== Your instructions ==
Format the listing below as a two-column CSV with the headers instruction and outline, one row for each thing asked, holding what was asked and its answer. Put each in its own quoted field, turn line breaks into spaces, and leave the pictures out.

Records from a data collection
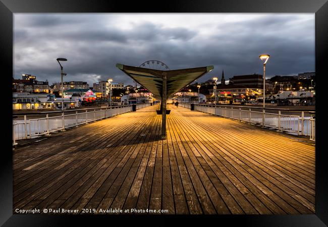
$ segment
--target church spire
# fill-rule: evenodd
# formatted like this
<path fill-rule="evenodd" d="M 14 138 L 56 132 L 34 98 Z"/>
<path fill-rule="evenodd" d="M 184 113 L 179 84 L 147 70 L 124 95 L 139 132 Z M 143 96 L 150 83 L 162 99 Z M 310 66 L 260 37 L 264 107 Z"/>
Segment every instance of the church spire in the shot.
<path fill-rule="evenodd" d="M 223 70 L 222 70 L 222 78 L 221 78 L 221 85 L 226 85 L 226 80 L 225 79 L 225 73 L 223 72 Z"/>

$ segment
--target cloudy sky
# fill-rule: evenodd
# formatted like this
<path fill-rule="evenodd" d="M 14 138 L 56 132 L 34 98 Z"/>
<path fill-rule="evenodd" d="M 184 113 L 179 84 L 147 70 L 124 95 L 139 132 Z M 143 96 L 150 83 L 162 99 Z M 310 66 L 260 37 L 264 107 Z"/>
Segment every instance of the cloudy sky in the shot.
<path fill-rule="evenodd" d="M 315 70 L 314 14 L 15 14 L 14 75 L 60 81 L 113 78 L 132 84 L 117 63 L 159 60 L 171 69 L 213 65 L 200 78 L 227 80 L 262 73 L 260 54 L 271 55 L 266 77 Z"/>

== In response ==
instruction,outline
"$ segment --target church spire # fill-rule: evenodd # formatted like this <path fill-rule=""evenodd"" d=""M 14 138 L 56 132 L 34 98 Z""/> <path fill-rule=""evenodd"" d=""M 184 113 L 179 84 L 147 70 L 124 95 L 139 132 Z M 143 96 L 150 83 L 162 99 Z M 310 66 L 260 37 L 264 107 Z""/> Segment every instance of the church spire in the shot.","<path fill-rule=""evenodd"" d=""M 223 70 L 222 70 L 222 78 L 221 78 L 221 85 L 226 85 L 226 80 L 225 79 L 225 73 L 223 72 Z""/>"
"$ segment --target cloudy sky # fill-rule: evenodd # formatted like this <path fill-rule=""evenodd"" d=""M 14 138 L 56 132 L 34 98 Z""/> <path fill-rule=""evenodd"" d=""M 184 113 L 179 84 L 147 70 L 124 95 L 139 132 Z M 143 96 L 150 83 L 162 99 Z M 310 66 L 260 37 L 264 107 Z""/> Segment every instance of the cloudy sky in the shot.","<path fill-rule=""evenodd"" d=""M 315 70 L 314 14 L 15 14 L 14 75 L 60 81 L 113 78 L 132 84 L 117 63 L 159 60 L 171 69 L 213 65 L 200 78 L 227 80 L 262 73 L 260 54 L 271 55 L 266 77 Z""/>"